**Exercise:**
Format every line of the records below as a numbered list, omitting any blank lines.

(Recorded data)
-=-=-=-=-

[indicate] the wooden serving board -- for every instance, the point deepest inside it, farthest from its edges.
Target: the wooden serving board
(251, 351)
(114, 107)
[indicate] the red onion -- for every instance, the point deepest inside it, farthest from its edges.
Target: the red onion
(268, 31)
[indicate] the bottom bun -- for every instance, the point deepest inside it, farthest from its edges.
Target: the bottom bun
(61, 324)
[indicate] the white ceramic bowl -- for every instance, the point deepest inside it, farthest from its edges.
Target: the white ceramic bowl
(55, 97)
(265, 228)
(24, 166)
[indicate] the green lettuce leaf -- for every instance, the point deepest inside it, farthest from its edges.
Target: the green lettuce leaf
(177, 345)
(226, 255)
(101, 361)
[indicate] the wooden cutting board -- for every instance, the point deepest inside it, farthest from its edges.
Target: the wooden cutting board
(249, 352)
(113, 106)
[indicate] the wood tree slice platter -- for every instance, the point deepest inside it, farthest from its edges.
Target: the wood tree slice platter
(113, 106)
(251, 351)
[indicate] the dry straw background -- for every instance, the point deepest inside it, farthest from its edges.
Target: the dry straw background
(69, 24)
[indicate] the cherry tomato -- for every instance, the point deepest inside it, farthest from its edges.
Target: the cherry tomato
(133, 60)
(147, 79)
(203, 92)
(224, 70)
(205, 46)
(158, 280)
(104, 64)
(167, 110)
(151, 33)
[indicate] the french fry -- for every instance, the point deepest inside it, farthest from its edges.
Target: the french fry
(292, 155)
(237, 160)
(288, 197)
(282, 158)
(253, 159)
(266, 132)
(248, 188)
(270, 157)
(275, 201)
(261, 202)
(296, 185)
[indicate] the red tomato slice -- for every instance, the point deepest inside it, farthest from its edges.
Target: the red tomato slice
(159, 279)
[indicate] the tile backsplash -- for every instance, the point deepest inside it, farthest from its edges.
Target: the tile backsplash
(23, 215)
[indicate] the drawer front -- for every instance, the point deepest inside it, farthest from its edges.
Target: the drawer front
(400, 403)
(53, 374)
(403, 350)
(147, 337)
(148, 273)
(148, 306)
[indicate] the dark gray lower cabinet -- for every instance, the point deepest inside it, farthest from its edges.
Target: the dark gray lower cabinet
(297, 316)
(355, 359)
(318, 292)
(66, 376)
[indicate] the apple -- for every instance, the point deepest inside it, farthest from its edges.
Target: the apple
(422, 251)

-=-=-=-=-

**Answer below:**
1. [indicate] the wooden serving board -- for every instance, the point deepest inside it, farthest from its edges.
2. Target: the wooden serving board
3. (251, 351)
4. (114, 107)
5. [indicate] the red onion -- for every instance, the point deepest inside it, farthest from its edges.
6. Target: the red onion
7. (268, 31)
8. [indicate] the bottom bun -- for every instance, the point deepest inside it, farthest from its edges.
9. Target: the bottom bun
10. (61, 324)
11. [indicate] the white ceramic bowl -- for every instance, the point deepest inside it, farthest from its edges.
12. Target: the white ceramic bowl
13. (55, 97)
14. (265, 228)
15. (24, 166)
16. [indicate] the green lettuce leaf -- for every instance, the point deepest inside it, farthest from its edges.
17. Target: the green lettuce leaf
18. (177, 345)
19. (226, 255)
20. (101, 361)
21. [indicate] the wooden cutting board -- for every instance, the point deepest inside it, farthest from its edges.
22. Target: the wooden cutting board
23. (249, 352)
24. (113, 106)
25. [indicate] the wood tree slice platter -- for every instance, the point deepest inside it, farthest from its edges.
26. Target: the wood tree slice platter
27. (113, 106)
28. (251, 351)
29. [indicate] the dry straw background -- for every instance, the point deepest inside it, farthest from its edges.
30. Target: the dry straw background
31. (69, 24)
32. [indicate] the cherry tomato -- for every instance, the point deepest inside it, farthest from its edges.
33. Target: the cherry tomato
34. (133, 60)
35. (147, 79)
36. (203, 92)
37. (224, 70)
38. (205, 46)
39. (158, 280)
40. (104, 64)
41. (167, 110)
42. (151, 33)
43. [indicate] the french fry -- for every instance, the point deepest inside it, farthest from its edges.
44. Target: the french fry
45. (292, 155)
46. (237, 160)
47. (288, 197)
48. (282, 158)
49. (253, 159)
50. (266, 132)
51. (248, 188)
52. (270, 157)
53. (275, 201)
54. (261, 202)
55. (296, 185)
56. [indicate] the red tomato slice -- for every instance, the point deepest inside it, farthest from its edges.
57. Target: the red tomato slice
58. (159, 279)
59. [indicate] the tile backsplash -- for every instance, the point deepest inside it, farthest from its edges.
60. Target: the tile backsplash
61. (23, 215)
62. [indicate] the drawer front -- for every instance, the point deepest inside it, farthest from its edges.
63. Target: the drawer front
64. (400, 403)
65. (53, 374)
66. (403, 350)
67. (147, 337)
68. (148, 273)
69. (148, 306)
70. [indicate] the dark gray lower cabinet -- for every instance, the point deepest inside it, farthest from its edges.
71. Target: the dark gray lower cabinet
72. (297, 316)
73. (355, 359)
74. (318, 292)
75. (66, 376)
76. [indicate] the apple -- for every instance, the point deepest inside it, farthest from its edges.
77. Target: the apple
78. (422, 251)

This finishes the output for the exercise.